**Texto selecionado**
****************
Em Mancini, encontrou um técnico que seguia suas ideias. Um mês depois de assumir o cargo, o técnico juntou profissionais, sub-21 e sub-20 em um camp de treinamento conjunto. A mensagem era clara: os jovens não serão deixados de lado, serão o centro e a linha de frente. O elenco convocado para a Euro é de “filhos” dessa revolução.
Ainda não está claro como ela terminará. A Euro pode ser o clímax da redenção. Pode ser preciso esperar até o Qatar. Pode nunca chegar ao esperado. Para Mancini, no entanto, esse não é o ponto. O que importa, agora, é que seu time e seu país se divirtam descobrindo.
Reedição da final
O duelo de hoje é uma reedição da final da Euro de 2012, vencida pela Espanha, então campeã do mundo, com goleada de 4 a 0. O zagueiro Chiellini lembra que sua equipe foi para aquela decisão cansada, e diz que não há favoritos desta vez.
? Temos que esquecer o que conseguimos até agora. Luis Enrique tem ideias claras, sofre críticas, mas sempre defende seu time.
****************
**Os dados**
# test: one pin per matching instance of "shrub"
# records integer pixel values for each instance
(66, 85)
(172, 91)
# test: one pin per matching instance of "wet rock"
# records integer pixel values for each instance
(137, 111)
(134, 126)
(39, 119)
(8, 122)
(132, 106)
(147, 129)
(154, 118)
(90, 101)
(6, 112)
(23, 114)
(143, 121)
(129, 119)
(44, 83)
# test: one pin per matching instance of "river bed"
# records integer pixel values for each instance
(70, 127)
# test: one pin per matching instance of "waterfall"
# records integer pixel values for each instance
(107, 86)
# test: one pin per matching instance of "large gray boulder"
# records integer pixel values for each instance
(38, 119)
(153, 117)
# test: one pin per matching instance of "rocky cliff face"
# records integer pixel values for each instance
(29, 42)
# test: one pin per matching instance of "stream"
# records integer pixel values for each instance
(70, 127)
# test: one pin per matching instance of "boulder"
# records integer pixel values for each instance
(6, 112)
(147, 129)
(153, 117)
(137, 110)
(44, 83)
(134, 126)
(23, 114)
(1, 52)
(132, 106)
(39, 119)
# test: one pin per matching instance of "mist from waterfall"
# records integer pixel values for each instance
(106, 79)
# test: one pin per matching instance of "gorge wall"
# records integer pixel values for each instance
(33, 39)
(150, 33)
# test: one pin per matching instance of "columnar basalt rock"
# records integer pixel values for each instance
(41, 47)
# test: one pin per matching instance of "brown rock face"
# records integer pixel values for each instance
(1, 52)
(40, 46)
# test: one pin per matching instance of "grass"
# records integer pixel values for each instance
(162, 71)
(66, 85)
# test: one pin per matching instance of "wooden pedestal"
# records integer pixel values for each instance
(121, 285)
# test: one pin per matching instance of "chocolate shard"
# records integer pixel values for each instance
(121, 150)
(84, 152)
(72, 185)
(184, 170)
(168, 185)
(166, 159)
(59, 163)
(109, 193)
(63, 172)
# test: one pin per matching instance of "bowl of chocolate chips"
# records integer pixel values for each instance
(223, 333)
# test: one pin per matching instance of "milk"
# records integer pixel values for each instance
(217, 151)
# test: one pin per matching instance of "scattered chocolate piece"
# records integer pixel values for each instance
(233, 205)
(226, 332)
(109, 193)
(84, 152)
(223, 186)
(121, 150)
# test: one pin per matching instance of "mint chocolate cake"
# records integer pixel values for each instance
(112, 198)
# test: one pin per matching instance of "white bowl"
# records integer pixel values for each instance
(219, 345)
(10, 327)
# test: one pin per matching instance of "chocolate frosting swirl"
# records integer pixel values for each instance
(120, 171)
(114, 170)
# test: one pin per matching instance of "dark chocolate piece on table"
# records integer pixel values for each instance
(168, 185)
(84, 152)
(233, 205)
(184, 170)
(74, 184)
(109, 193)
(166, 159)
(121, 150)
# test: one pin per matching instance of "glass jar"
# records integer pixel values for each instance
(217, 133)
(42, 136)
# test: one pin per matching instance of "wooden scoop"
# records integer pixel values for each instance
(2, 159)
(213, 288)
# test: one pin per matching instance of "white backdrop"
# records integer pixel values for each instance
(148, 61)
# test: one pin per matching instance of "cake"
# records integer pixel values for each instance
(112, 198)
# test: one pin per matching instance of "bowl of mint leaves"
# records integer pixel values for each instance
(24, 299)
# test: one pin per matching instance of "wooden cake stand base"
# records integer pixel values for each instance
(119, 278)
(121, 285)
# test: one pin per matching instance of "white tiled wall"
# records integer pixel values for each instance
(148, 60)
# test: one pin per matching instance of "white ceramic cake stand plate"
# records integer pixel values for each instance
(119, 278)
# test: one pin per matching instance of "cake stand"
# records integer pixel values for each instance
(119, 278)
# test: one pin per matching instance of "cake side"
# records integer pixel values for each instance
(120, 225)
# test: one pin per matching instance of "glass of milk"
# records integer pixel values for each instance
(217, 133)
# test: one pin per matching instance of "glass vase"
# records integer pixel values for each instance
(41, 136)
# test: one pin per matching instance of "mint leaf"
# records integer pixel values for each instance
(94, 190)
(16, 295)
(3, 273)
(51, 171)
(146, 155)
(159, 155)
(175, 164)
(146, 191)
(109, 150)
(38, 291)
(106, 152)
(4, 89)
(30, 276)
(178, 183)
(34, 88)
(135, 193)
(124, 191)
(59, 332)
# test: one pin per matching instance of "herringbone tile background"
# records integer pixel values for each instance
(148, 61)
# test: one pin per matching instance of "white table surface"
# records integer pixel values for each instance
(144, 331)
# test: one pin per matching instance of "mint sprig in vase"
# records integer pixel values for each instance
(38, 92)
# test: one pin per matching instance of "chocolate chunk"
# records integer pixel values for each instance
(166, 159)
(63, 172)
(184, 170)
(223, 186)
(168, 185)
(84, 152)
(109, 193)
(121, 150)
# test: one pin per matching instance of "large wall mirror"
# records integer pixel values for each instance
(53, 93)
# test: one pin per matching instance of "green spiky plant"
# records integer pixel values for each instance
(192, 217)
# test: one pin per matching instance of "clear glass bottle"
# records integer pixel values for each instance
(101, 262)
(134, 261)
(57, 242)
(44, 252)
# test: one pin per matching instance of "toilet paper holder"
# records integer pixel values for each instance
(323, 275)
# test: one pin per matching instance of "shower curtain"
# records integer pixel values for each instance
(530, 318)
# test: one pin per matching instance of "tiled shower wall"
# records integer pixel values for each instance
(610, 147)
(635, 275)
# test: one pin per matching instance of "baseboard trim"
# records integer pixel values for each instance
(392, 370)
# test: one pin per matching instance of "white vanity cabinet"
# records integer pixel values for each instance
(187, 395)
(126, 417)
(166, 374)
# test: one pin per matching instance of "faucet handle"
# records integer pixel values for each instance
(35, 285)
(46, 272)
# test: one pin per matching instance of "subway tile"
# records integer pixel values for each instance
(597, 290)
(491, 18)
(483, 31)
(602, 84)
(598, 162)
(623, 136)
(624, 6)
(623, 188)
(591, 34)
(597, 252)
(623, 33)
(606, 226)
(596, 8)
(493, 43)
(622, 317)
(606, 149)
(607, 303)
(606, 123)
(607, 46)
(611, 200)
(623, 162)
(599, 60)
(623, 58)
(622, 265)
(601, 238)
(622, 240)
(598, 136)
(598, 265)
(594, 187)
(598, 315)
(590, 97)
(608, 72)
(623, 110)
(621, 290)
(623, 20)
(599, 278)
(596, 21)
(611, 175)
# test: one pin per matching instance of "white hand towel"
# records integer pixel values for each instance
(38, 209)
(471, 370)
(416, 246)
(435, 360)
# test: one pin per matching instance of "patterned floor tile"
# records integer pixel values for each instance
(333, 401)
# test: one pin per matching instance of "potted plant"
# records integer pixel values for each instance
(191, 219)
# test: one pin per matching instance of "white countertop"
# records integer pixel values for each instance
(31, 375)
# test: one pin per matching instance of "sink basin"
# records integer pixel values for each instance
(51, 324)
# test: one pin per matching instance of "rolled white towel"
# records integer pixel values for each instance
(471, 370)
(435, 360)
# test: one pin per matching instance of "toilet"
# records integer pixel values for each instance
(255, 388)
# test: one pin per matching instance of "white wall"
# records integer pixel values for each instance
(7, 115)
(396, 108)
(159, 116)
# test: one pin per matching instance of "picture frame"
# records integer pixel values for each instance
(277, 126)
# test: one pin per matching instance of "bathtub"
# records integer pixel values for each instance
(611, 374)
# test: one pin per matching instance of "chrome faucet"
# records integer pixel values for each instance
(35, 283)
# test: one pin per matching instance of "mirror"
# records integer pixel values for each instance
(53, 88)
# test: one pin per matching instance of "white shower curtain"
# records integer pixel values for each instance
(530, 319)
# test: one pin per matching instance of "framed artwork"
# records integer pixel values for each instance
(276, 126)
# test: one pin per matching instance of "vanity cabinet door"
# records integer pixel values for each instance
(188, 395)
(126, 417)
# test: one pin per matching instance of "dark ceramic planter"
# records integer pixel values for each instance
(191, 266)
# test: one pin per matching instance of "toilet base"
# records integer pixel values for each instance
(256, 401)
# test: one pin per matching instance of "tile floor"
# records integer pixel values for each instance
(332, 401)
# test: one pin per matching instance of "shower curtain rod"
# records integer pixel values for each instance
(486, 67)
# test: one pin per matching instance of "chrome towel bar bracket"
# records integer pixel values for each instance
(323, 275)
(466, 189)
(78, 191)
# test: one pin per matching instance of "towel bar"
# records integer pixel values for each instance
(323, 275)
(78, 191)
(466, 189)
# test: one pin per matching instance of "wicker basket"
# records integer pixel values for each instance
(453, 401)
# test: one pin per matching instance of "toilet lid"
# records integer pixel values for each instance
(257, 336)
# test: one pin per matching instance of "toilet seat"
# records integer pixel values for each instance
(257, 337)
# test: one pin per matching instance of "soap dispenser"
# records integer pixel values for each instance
****************
Transcreva do texto selecionado a passagem entre “Ainda não está” e “defende seu time.”, inclusive.

Ainda não está claro como ela terminará. A Euro pode ser o clímax da redenção. Pode ser preciso esperar até o Qatar. Pode nunca chegar ao esperado. Para Mancini, no entanto, esse não é o ponto. O que importa, agora, é que seu time e seu país se divirtam descobrindo.
Reedição da final
O duelo de hoje é uma reedição da final da Euro de 2012, vencida pela Espanha, então campeã do mundo, com goleada de 4 a 0. O zagueiro Chiellini lembra que sua equipe foi para aquela decisão cansada, e diz que não há favoritos desta vez.
? Temos que esquecer o que conseguimos até agora. Luis Enrique tem ideias claras, sofre críticas, mas sempre defende seu time.